__Task goal__
Please write out every line of the entries below as a numbered list, leaving out blank lines.

__Extracted records__
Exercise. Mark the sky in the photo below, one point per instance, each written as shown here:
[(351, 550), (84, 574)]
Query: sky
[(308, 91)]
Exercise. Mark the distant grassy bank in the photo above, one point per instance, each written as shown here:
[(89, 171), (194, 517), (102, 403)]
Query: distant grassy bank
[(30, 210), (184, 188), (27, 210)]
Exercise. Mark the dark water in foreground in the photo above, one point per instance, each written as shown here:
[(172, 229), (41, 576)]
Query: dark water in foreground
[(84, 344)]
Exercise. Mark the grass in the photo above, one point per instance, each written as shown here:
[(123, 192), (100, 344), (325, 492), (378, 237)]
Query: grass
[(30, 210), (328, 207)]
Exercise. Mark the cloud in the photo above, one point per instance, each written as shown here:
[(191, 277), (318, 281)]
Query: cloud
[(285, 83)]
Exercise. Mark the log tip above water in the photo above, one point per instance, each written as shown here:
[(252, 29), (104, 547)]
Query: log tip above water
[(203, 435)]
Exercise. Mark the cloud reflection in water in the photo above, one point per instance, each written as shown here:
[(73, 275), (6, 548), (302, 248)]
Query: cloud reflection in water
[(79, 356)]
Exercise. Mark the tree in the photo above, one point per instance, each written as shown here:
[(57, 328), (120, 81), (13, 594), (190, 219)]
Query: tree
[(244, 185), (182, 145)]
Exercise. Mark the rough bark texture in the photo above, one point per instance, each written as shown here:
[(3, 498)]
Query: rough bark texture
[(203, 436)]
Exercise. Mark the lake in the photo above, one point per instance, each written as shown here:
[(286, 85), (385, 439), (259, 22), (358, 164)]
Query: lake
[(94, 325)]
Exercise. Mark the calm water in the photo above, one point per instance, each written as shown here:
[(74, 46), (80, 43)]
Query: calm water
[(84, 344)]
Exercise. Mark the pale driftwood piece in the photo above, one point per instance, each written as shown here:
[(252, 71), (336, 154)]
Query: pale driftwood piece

__Output of the exercise__
1. Exercise. Mark the sky in the photo below, one point per instance, each written as shown here:
2. [(351, 550), (84, 574)]
3. Query: sky
4. [(308, 91)]
5. Exercise. Mark the distant grassy bank in the photo above, one point per instance, each written as shown here:
6. [(89, 171), (194, 517), (102, 403)]
7. Query: distant grassy bank
8. [(30, 210), (184, 188), (27, 210)]
9. Exercise. Mark the dark water in foreground in the photo above, one point per instance, each written as shown here:
10. [(172, 229), (41, 576)]
11. Query: dark water in foreground
12. [(84, 344)]
13. Exercise. Mark the grass in the photo above, one point per instance, each written as shown here:
14. [(123, 192), (100, 344), (325, 492), (378, 237)]
15. Query: grass
16. [(30, 210), (328, 207)]
17. Exercise. Mark the cloud in the photo above, one point per instance, each written as shown here:
18. [(191, 277), (318, 281)]
19. Query: cloud
20. [(285, 83)]
21. Exercise. Mark the log tip above water in the photo above, one point per instance, each written as shown here:
22. [(252, 29), (104, 547)]
23. Query: log tip above water
24. [(203, 435)]
25. Exercise. Mark the cloud reflection in water in the photo above, one point per instance, each written as shown here:
26. [(73, 275), (6, 548), (302, 248)]
27. Query: cloud reflection in water
28. [(79, 356)]
29. Exercise. Mark the tree in the photo above, one point per instance, each written as shown here:
30. [(57, 328), (120, 81), (13, 594), (190, 219)]
31. Query: tree
32. [(244, 185), (182, 145)]
33. Exercise. Mark the rough bark texture in the photo above, one point per instance, each written as shown here:
34. [(3, 498)]
35. Query: rough bark texture
36. [(203, 436)]
37. Exercise. Mark the lake in the photo above, one point per instance, each written as shown here:
38. [(286, 85), (385, 439), (259, 22), (358, 164)]
39. Query: lake
40. [(94, 325)]
41. Exercise. Mark the calm water in the photo above, one point per instance, each written as shown here:
42. [(74, 46), (80, 43)]
43. Query: calm water
44. [(84, 344)]
45. Exercise. Mark the pale driftwood piece in the photo above, one point per instance, each written as shown here:
46. [(252, 71), (336, 154)]
47. Query: pale driftwood piece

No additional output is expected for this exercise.